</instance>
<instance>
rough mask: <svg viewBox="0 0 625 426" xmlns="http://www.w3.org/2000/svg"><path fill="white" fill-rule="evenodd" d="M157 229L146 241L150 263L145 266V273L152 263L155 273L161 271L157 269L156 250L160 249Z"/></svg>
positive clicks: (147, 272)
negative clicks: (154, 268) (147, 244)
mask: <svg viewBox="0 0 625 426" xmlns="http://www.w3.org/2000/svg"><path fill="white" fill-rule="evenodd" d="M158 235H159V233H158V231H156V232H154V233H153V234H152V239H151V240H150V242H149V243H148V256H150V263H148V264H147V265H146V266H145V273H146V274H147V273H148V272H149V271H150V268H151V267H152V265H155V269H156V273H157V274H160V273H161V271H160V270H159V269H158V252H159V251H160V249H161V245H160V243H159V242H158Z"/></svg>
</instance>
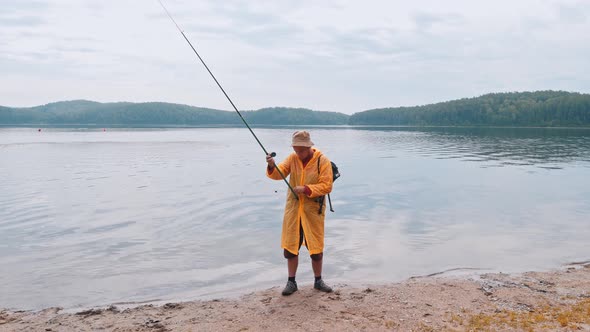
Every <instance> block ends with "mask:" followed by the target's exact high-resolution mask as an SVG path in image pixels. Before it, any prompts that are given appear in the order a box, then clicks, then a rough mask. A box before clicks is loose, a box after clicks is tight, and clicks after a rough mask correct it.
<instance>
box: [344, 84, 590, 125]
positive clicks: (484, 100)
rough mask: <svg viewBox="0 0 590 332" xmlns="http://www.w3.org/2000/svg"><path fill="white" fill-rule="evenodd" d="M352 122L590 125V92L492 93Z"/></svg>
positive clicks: (405, 123)
mask: <svg viewBox="0 0 590 332" xmlns="http://www.w3.org/2000/svg"><path fill="white" fill-rule="evenodd" d="M349 124H351V125H416V126H425V125H426V126H429V125H432V126H474V125H475V126H590V95H589V94H580V93H570V92H563V91H537V92H513V93H491V94H486V95H483V96H481V97H476V98H466V99H459V100H453V101H448V102H443V103H437V104H431V105H425V106H414V107H396V108H382V109H374V110H369V111H364V112H360V113H356V114H353V115H352V116H351V117H350V122H349Z"/></svg>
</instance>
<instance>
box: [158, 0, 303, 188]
mask: <svg viewBox="0 0 590 332" xmlns="http://www.w3.org/2000/svg"><path fill="white" fill-rule="evenodd" d="M158 2H159V3H160V6H162V8H163V9H164V11H165V12H166V14H167V15H168V17H170V19H171V20H172V22H173V23H174V25H176V28H177V29H178V31H180V34H182V37H184V40H186V42H187V43H188V44H189V46H190V47H191V48H192V49H193V52H195V54H196V55H197V57H198V58H199V60H201V63H202V64H203V66H205V69H207V71H208V72H209V75H211V77H213V80H214V81H215V83H217V86H218V87H219V88H220V89H221V92H223V94H224V95H225V98H227V100H228V101H229V103H230V104H231V105H232V107H233V108H234V110H235V111H236V113H238V115H239V116H240V119H242V122H244V124H245V125H246V127H247V128H248V130H250V133H252V136H254V139H256V142H258V145H260V147H261V148H262V151H264V153H265V154H266V155H267V156H268V155H269V153H268V152H267V151H266V149H265V148H264V145H262V143H261V142H260V140H259V139H258V137H256V134H254V131H252V128H250V126H249V125H248V123H247V122H246V120H245V119H244V117H243V116H242V113H240V111H238V108H237V107H236V105H234V102H233V101H232V100H231V98H229V96H228V95H227V93H226V92H225V90H224V89H223V87H222V86H221V84H219V81H217V78H215V75H213V73H212V72H211V70H210V69H209V67H208V66H207V64H206V63H205V61H204V60H203V58H201V56H200V55H199V52H197V50H196V49H195V47H194V46H193V44H192V43H191V42H190V40H188V38H187V37H186V35H185V34H184V31H182V29H181V28H180V26H179V25H178V23H176V21H175V20H174V18H173V17H172V15H170V12H169V11H168V9H166V7H165V6H164V4H163V3H162V1H161V0H158ZM276 155H277V154H276V153H274V152H272V153H270V156H271V157H275V156H276ZM275 168H276V169H277V171H278V172H279V174H280V175H281V177H282V178H283V181H285V183H286V184H287V186H288V187H289V189H290V190H291V192H292V193H293V195H294V196H295V198H296V199H297V200H299V197H298V196H297V194H296V193H295V190H293V187H291V185H290V184H289V181H287V179H286V178H285V175H283V172H281V169H280V168H279V167H278V166H277V165H276V164H275Z"/></svg>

Task requirements:
Copy each line above where the string "rough" occurs.

Response area:
rough mask: <svg viewBox="0 0 625 426" xmlns="http://www.w3.org/2000/svg"><path fill="white" fill-rule="evenodd" d="M157 229L146 241L150 263L145 266V273L152 263L155 273L161 271L157 269L156 250L160 249Z"/></svg>
Every <instance> block ends with "mask:" followed by the target's exact high-resolution mask as an SVG path in image pixels. Before it, any prompts that are given appear in the order a box, then clicks, then a rough mask. A box before clicks is loose, a box after clicks is tight, and clicks after a rough mask correct it.
rough mask: <svg viewBox="0 0 590 332" xmlns="http://www.w3.org/2000/svg"><path fill="white" fill-rule="evenodd" d="M352 122L590 125V92L492 93Z"/></svg>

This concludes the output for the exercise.